Collected data
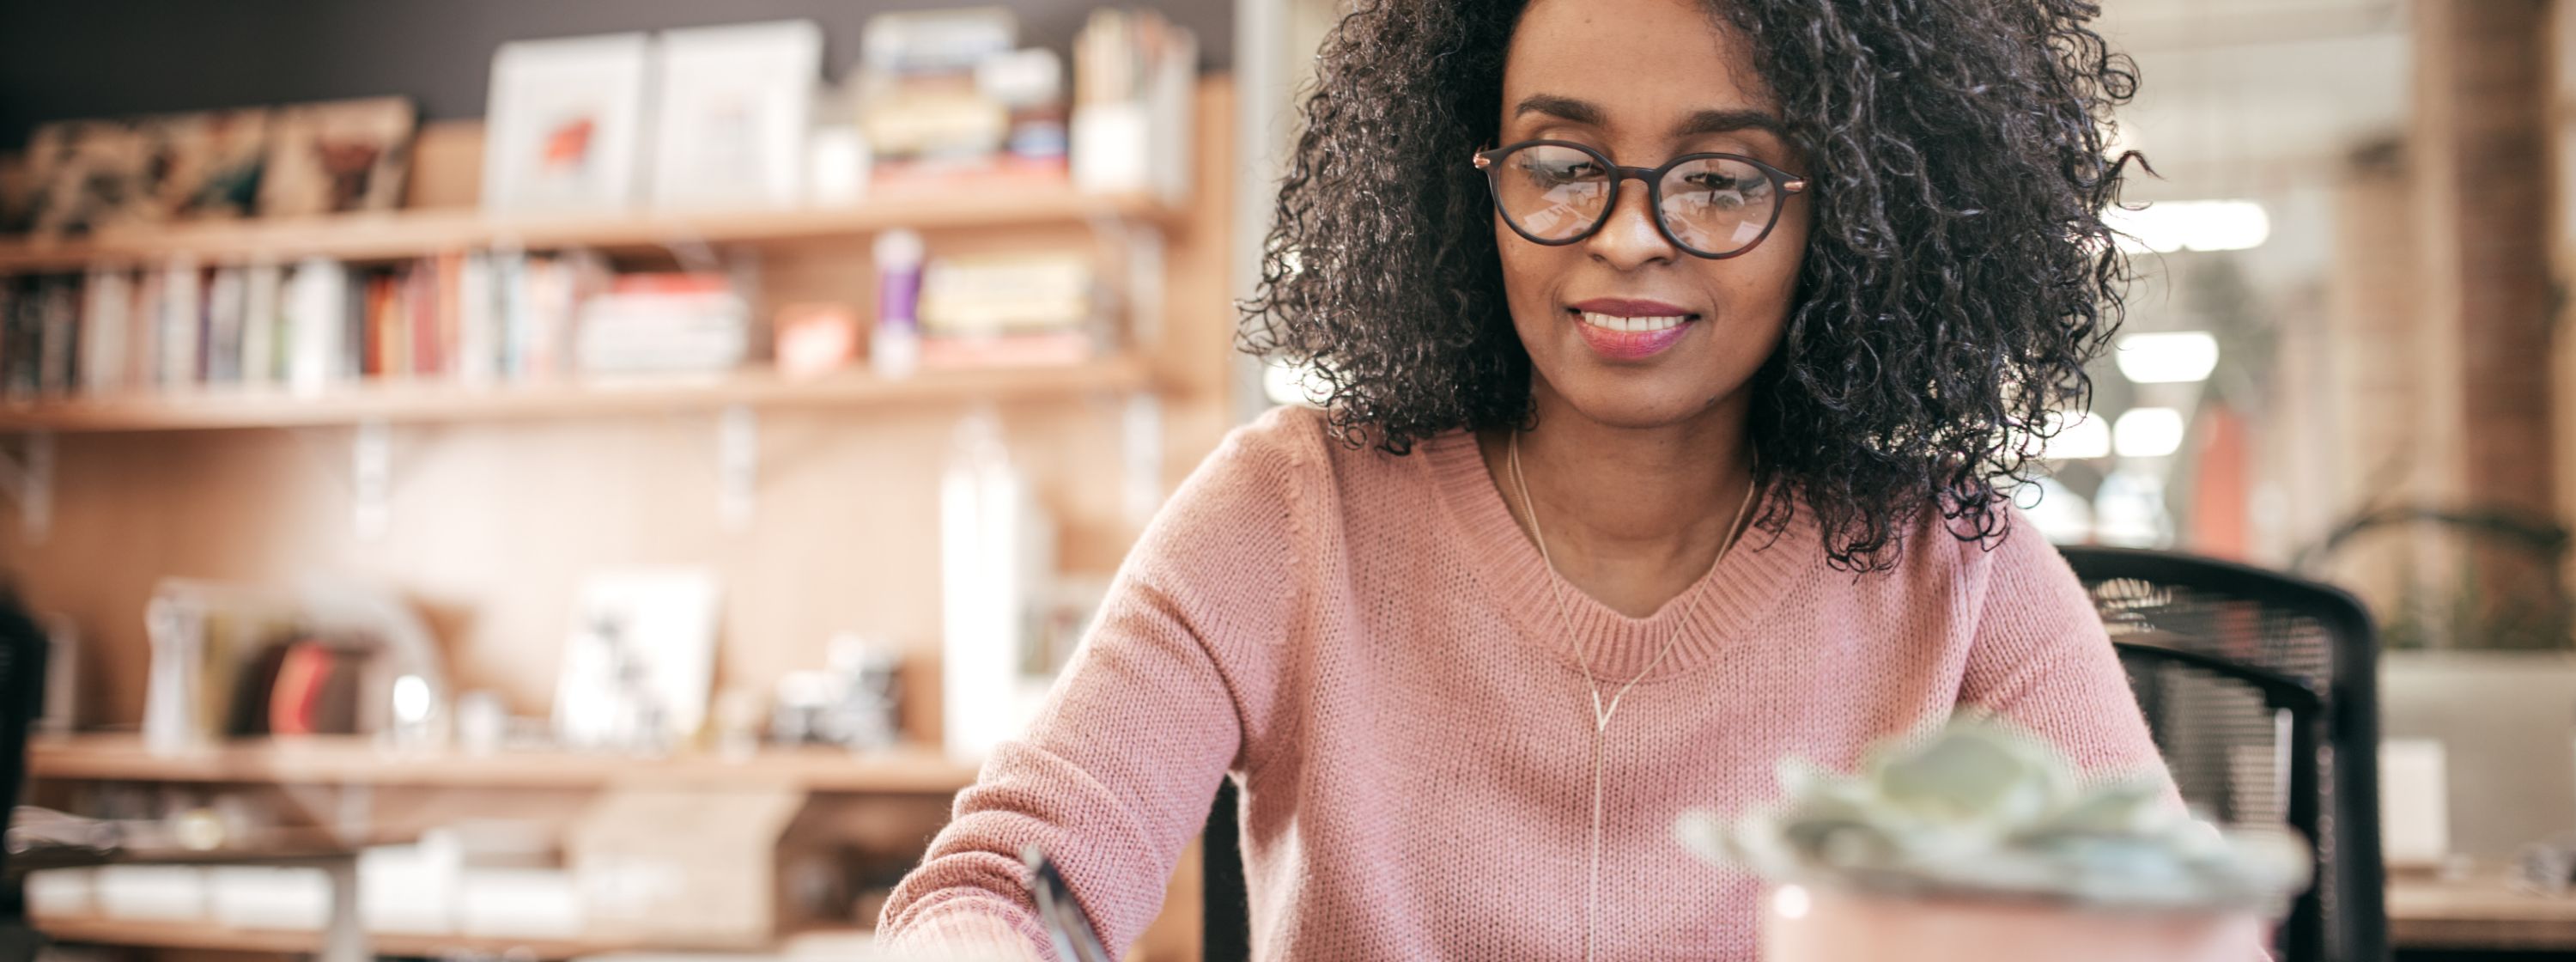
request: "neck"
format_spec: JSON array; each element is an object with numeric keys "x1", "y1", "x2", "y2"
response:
[{"x1": 1479, "y1": 379, "x2": 1760, "y2": 617}]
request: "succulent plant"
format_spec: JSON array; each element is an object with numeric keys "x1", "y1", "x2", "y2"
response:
[{"x1": 1675, "y1": 719, "x2": 2312, "y2": 912}]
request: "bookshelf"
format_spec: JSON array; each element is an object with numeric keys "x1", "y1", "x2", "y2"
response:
[
  {"x1": 5, "y1": 76, "x2": 1238, "y2": 962},
  {"x1": 0, "y1": 186, "x2": 1183, "y2": 273},
  {"x1": 29, "y1": 734, "x2": 981, "y2": 794},
  {"x1": 0, "y1": 355, "x2": 1151, "y2": 432}
]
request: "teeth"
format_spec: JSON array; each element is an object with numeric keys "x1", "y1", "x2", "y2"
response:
[{"x1": 1578, "y1": 311, "x2": 1687, "y2": 333}]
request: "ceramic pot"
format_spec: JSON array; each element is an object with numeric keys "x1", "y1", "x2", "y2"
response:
[{"x1": 1759, "y1": 883, "x2": 2263, "y2": 962}]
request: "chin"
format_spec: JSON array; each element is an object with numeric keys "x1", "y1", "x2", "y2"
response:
[{"x1": 1540, "y1": 368, "x2": 1731, "y2": 430}]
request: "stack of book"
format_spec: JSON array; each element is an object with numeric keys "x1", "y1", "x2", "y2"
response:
[
  {"x1": 916, "y1": 252, "x2": 1100, "y2": 369},
  {"x1": 572, "y1": 272, "x2": 750, "y2": 377}
]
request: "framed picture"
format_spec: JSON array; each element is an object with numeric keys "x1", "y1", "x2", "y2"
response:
[
  {"x1": 483, "y1": 32, "x2": 653, "y2": 213},
  {"x1": 158, "y1": 109, "x2": 274, "y2": 221},
  {"x1": 648, "y1": 21, "x2": 822, "y2": 209},
  {"x1": 24, "y1": 119, "x2": 156, "y2": 235},
  {"x1": 259, "y1": 98, "x2": 413, "y2": 218}
]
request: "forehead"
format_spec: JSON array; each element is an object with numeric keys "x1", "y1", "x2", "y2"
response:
[{"x1": 1502, "y1": 0, "x2": 1773, "y2": 123}]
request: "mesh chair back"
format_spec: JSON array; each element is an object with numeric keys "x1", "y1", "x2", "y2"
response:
[{"x1": 2061, "y1": 545, "x2": 2386, "y2": 962}]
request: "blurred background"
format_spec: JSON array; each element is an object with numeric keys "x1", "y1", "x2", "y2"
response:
[{"x1": 0, "y1": 0, "x2": 2567, "y2": 960}]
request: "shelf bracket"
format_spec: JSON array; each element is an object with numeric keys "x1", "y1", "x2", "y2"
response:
[
  {"x1": 719, "y1": 405, "x2": 758, "y2": 532},
  {"x1": 353, "y1": 420, "x2": 391, "y2": 541},
  {"x1": 0, "y1": 431, "x2": 54, "y2": 545}
]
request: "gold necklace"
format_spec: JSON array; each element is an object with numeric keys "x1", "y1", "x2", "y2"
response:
[{"x1": 1507, "y1": 430, "x2": 1760, "y2": 962}]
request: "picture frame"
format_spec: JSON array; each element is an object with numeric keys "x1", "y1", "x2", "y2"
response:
[
  {"x1": 483, "y1": 32, "x2": 653, "y2": 214},
  {"x1": 647, "y1": 20, "x2": 823, "y2": 209},
  {"x1": 259, "y1": 98, "x2": 414, "y2": 218},
  {"x1": 24, "y1": 119, "x2": 156, "y2": 235},
  {"x1": 159, "y1": 108, "x2": 274, "y2": 221}
]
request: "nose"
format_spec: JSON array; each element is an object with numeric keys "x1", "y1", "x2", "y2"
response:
[{"x1": 1583, "y1": 173, "x2": 1677, "y2": 270}]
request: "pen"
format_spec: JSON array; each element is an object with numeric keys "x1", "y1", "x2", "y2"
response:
[{"x1": 1022, "y1": 843, "x2": 1115, "y2": 962}]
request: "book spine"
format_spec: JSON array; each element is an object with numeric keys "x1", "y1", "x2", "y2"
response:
[
  {"x1": 81, "y1": 268, "x2": 131, "y2": 395},
  {"x1": 240, "y1": 262, "x2": 283, "y2": 386},
  {"x1": 160, "y1": 259, "x2": 203, "y2": 388}
]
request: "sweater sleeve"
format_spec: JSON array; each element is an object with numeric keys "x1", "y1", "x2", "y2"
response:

- **Activity**
Repeat the data exactly as written, but without the pictures.

- **Exercise answer**
request: "neck"
format_spec: JSON array; each element is an object with numeric keys "x1", "y1", "x2", "y2"
response:
[{"x1": 1479, "y1": 379, "x2": 1760, "y2": 617}]
request: "succulent plant"
format_spec: JSON array; each element is an object with numeric keys "x1", "y1", "x2", "y2"
response:
[{"x1": 1675, "y1": 719, "x2": 2312, "y2": 912}]
request: "bookshelf"
format_spec: JSON array; each element is an object with numeric keys "x1", "y1", "x2", "y2"
response:
[
  {"x1": 5, "y1": 76, "x2": 1238, "y2": 962},
  {"x1": 0, "y1": 186, "x2": 1183, "y2": 273},
  {"x1": 29, "y1": 734, "x2": 981, "y2": 794},
  {"x1": 0, "y1": 355, "x2": 1151, "y2": 432}
]
request: "teeth"
format_spec: JSON array; each element is an object with numeric keys "x1", "y1", "x2", "y2"
response:
[{"x1": 1578, "y1": 311, "x2": 1687, "y2": 333}]
request: "ceramic pot"
format_spec: JSON array; each element is an object with numeric keys "x1", "y1", "x2", "y2"
response:
[{"x1": 1759, "y1": 883, "x2": 2263, "y2": 962}]
request: "chin"
format_spec: JSON array; each element is an object with numeric keys "x1", "y1", "x2", "y2"
response:
[{"x1": 1540, "y1": 368, "x2": 1731, "y2": 430}]
request: "stack of book"
format_spec: JSON array; each element is an object with numeric keys "x1", "y1", "x2", "y2"
response:
[
  {"x1": 916, "y1": 252, "x2": 1100, "y2": 369},
  {"x1": 572, "y1": 272, "x2": 750, "y2": 377}
]
request: "framed picture"
format_spec: JSON array; each element is an object with numeric keys "x1", "y1", "x2", "y2"
response:
[
  {"x1": 483, "y1": 32, "x2": 653, "y2": 213},
  {"x1": 158, "y1": 109, "x2": 274, "y2": 221},
  {"x1": 648, "y1": 21, "x2": 822, "y2": 209},
  {"x1": 24, "y1": 119, "x2": 156, "y2": 235},
  {"x1": 259, "y1": 98, "x2": 413, "y2": 218}
]
request: "forehead"
format_spec: JSON array; each element is an object with numeric keys "x1", "y1", "x2", "y2"
response:
[{"x1": 1502, "y1": 0, "x2": 1773, "y2": 123}]
request: "mesh chair back"
format_spec: JSON array; each element is an object with numeric keys "x1", "y1", "x2", "y2"
response:
[{"x1": 2061, "y1": 545, "x2": 2386, "y2": 962}]
request: "blurred background"
format_spec: JSON array; each element is an object with numeric keys "x1", "y1", "x2", "y2"
response:
[{"x1": 0, "y1": 0, "x2": 2567, "y2": 960}]
request: "shelf bracket"
format_spec: JSON array; each element is an object with numeric keys "x1", "y1", "x2", "y2"
response:
[
  {"x1": 719, "y1": 405, "x2": 758, "y2": 532},
  {"x1": 353, "y1": 420, "x2": 391, "y2": 541},
  {"x1": 0, "y1": 431, "x2": 54, "y2": 545}
]
request: "gold necklace"
format_spec: JSON array; each element is an object with numeric keys "x1", "y1", "x2", "y2"
response:
[{"x1": 1507, "y1": 430, "x2": 1760, "y2": 962}]
request: "picture frame"
format_spec: JSON array; each element is an object with numeric keys "x1", "y1", "x2", "y2"
response:
[
  {"x1": 483, "y1": 32, "x2": 653, "y2": 214},
  {"x1": 647, "y1": 20, "x2": 823, "y2": 209},
  {"x1": 259, "y1": 98, "x2": 414, "y2": 218},
  {"x1": 24, "y1": 119, "x2": 156, "y2": 235},
  {"x1": 159, "y1": 108, "x2": 274, "y2": 221}
]
request: "nose"
format_spec: JSON array; each element is an object with numeric keys "x1", "y1", "x2", "y2"
response:
[{"x1": 1583, "y1": 173, "x2": 1677, "y2": 270}]
request: "pen"
format_spec: JSON array; each element is an object with numeric keys "x1", "y1", "x2", "y2"
response:
[{"x1": 1022, "y1": 843, "x2": 1115, "y2": 962}]
request: "book spine"
format_spec: JSON array; each element is an object with numeric keys "x1", "y1", "x2", "y2"
response:
[
  {"x1": 81, "y1": 268, "x2": 131, "y2": 395},
  {"x1": 240, "y1": 262, "x2": 283, "y2": 386},
  {"x1": 160, "y1": 259, "x2": 203, "y2": 388}
]
request: "sweater sleeve"
format_spec: JSON array; each element is an object with numeric keys "x1", "y1", "x2", "y2"
response:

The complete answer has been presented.